== EXERCISE ==
Put every line of the material below into a Markdown table with two columns, Row and Line, numbering each row and omitting blank lines.

Region labeling items:
== == ==

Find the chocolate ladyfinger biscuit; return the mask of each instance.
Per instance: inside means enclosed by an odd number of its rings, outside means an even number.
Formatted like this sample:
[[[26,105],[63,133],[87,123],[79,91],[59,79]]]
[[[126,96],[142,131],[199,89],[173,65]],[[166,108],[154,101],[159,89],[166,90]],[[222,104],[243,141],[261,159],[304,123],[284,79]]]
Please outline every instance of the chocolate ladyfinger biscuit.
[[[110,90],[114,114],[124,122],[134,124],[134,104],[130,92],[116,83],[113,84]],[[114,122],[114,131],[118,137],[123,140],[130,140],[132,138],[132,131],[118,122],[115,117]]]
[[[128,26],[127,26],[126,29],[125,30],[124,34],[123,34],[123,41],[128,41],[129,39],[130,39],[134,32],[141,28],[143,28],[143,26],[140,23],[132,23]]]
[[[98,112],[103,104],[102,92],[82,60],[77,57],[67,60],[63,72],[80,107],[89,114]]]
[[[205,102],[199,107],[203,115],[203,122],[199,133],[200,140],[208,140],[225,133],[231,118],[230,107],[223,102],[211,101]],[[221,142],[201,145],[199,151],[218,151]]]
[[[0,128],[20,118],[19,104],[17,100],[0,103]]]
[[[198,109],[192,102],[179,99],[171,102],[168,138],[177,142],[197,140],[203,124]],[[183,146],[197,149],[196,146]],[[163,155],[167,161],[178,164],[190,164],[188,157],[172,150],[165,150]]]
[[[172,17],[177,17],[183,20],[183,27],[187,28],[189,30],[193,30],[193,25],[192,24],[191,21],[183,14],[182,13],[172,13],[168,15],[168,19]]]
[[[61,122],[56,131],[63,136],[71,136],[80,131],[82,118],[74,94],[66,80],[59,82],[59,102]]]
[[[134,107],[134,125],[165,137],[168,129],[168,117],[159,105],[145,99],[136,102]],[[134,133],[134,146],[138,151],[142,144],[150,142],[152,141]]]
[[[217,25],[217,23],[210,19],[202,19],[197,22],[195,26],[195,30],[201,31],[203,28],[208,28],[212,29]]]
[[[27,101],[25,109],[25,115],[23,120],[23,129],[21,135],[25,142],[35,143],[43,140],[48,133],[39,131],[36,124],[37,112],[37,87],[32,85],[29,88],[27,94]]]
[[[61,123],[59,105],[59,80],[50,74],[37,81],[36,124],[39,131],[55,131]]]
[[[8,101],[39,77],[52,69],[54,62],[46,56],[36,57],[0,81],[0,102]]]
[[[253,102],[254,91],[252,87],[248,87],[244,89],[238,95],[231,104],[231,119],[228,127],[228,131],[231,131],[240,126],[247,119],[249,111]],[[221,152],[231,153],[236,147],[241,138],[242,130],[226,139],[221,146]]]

== == ==

== WRITTEN SOLUTION ==
| Row | Line |
|---|---|
| 1 | Find the chocolate ladyfinger biscuit; return the mask of each instance. |
| 2 | Per instance: inside means enclosed by an odd number of its rings, outside means an even number. |
| 3 | Formatted like this sample: |
| 4 | [[[26,105],[63,133],[87,123],[79,91],[59,79]]] |
| 5 | [[[126,96],[142,131],[199,89],[173,65]],[[166,108],[154,101],[159,89],[166,90]],[[222,104],[243,141],[261,159],[304,123],[284,79]]] |
| 6 | Please outline every instance of the chocolate ladyfinger biscuit. |
| 7 | [[[110,90],[114,114],[124,122],[134,124],[134,104],[130,92],[116,83],[113,84]],[[114,122],[114,131],[118,137],[123,140],[130,140],[132,138],[132,131],[118,122],[115,117]]] |
| 8 | [[[128,26],[127,26],[126,29],[125,30],[124,34],[123,34],[123,41],[128,41],[129,39],[130,39],[134,32],[141,28],[143,28],[143,26],[140,23],[132,23]]] |
| 9 | [[[98,112],[103,104],[102,92],[82,60],[77,57],[67,60],[63,72],[80,107],[89,114]]] |
| 10 | [[[205,102],[199,107],[203,115],[203,122],[199,133],[200,140],[208,140],[225,133],[231,118],[230,107],[223,102],[211,101]],[[221,142],[201,145],[199,151],[218,151]]] |
| 11 | [[[0,128],[20,118],[19,104],[17,100],[0,103]]] |
| 12 | [[[198,109],[192,102],[179,99],[171,102],[168,138],[177,142],[197,140],[203,124]],[[183,146],[197,149],[196,146]],[[163,155],[167,161],[178,164],[190,164],[188,157],[172,150],[165,150]]] |
| 13 | [[[172,17],[177,17],[183,20],[183,27],[187,28],[189,30],[193,30],[193,25],[192,24],[191,21],[183,14],[182,13],[172,13],[168,15],[168,19]]] |
| 14 | [[[61,122],[56,131],[63,136],[71,136],[80,131],[82,118],[74,94],[66,80],[59,82],[59,102]]] |
| 15 | [[[134,107],[134,125],[165,137],[168,129],[168,117],[159,105],[145,99],[136,102]],[[134,133],[134,146],[138,151],[142,144],[150,142],[152,141]]] |
| 16 | [[[217,25],[217,23],[210,19],[202,19],[197,22],[195,26],[195,30],[201,31],[203,28],[208,28],[212,29]]] |
| 17 | [[[27,101],[25,109],[25,115],[23,120],[23,129],[21,135],[25,142],[35,143],[43,140],[48,133],[39,131],[36,124],[37,112],[37,87],[32,85],[29,88],[27,94]]] |
| 18 | [[[61,123],[59,105],[59,80],[50,74],[37,81],[36,124],[39,131],[55,131]]] |
| 19 | [[[8,101],[39,77],[52,69],[54,62],[46,56],[36,57],[0,81],[0,102]]] |
| 20 | [[[253,102],[254,91],[252,87],[248,87],[244,89],[238,95],[231,104],[231,119],[228,127],[228,131],[231,131],[240,126],[247,119],[249,111]],[[221,152],[231,153],[236,147],[241,138],[242,130],[226,139],[221,146]]] |